• [About this exercise]: Exactly as they stand, set down the following records once more.

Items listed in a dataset
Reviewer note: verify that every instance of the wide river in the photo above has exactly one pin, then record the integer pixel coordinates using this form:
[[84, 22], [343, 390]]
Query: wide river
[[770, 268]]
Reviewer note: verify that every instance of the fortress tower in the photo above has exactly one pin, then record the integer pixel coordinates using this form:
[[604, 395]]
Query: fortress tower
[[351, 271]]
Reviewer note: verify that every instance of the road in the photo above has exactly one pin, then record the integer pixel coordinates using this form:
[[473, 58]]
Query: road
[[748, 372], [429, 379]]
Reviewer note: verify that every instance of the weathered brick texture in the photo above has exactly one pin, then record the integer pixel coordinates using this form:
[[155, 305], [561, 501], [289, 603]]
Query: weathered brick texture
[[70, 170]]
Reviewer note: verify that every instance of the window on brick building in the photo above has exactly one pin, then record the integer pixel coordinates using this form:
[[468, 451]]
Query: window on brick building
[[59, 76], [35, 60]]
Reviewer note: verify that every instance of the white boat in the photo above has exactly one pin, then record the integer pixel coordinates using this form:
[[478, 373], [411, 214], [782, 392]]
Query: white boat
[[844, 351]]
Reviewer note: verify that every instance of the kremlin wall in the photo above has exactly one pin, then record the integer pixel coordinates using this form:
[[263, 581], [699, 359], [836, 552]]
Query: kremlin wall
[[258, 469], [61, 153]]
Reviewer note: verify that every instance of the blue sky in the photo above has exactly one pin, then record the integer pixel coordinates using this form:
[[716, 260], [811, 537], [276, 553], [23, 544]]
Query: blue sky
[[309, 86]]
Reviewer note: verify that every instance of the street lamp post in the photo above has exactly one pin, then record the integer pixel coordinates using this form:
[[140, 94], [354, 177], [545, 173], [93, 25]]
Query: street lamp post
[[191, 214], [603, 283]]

• [Exercise solution]:
Reviewer note: verify that every instance of the wide river in the photo above has exactly one pin, then record the integer pixel coordinates using this form:
[[84, 22], [343, 390]]
Query: wide river
[[770, 268]]
Reviewer note: verify that every instance of the fortress tower in the photo above has exactly one pin, then record the integer pixel coordinates using this form:
[[604, 395]]
Query: fortress tower
[[351, 271]]
Reviewer note: verify that every instance of the road in the photo above has exactly one pin, then record the integer pixel coordinates using this form:
[[473, 58]]
Query: road
[[748, 372], [429, 379]]
Reviewer note: verify that every instance of the weathered brick texture in the photo above has exactly one pin, then record the integer pixel coordinates using this form:
[[155, 305], [561, 501], [289, 603]]
Query: weathered brick texture
[[70, 170]]
Reviewer note: verify that every instance of the window on brick building in the photo above has exactly one pin, then record the integer pixel coordinates using this form:
[[468, 451]]
Query: window on brick building
[[59, 76], [35, 60]]
Reviewer note: verify that every instance of the white boat in the photo above has exactly one pin, then record the integer pixel coordinates using this form:
[[478, 373], [411, 214], [782, 392]]
Query: white boat
[[844, 351]]
Reviewer note: verify that every instance of the kremlin wall in the photo above has exactly one pin, then record the integer pixel coordinates using this form:
[[263, 581], [699, 359], [836, 552]]
Query: kremlin wall
[[258, 469], [61, 153]]
Reviewer note: verify that every instance of the blue sky in the photo above has exactly one pin, then record the integer pixel coordinates using this form:
[[716, 260], [811, 537], [276, 553], [23, 544]]
Query: blue sky
[[309, 86]]
Reviewer note: verify that every instance of the street lamp post in the photo above has exactly one pin, then record the integer pixel coordinates using this form:
[[140, 94], [354, 177], [545, 173], [93, 25]]
Query: street lamp post
[[191, 214], [603, 283]]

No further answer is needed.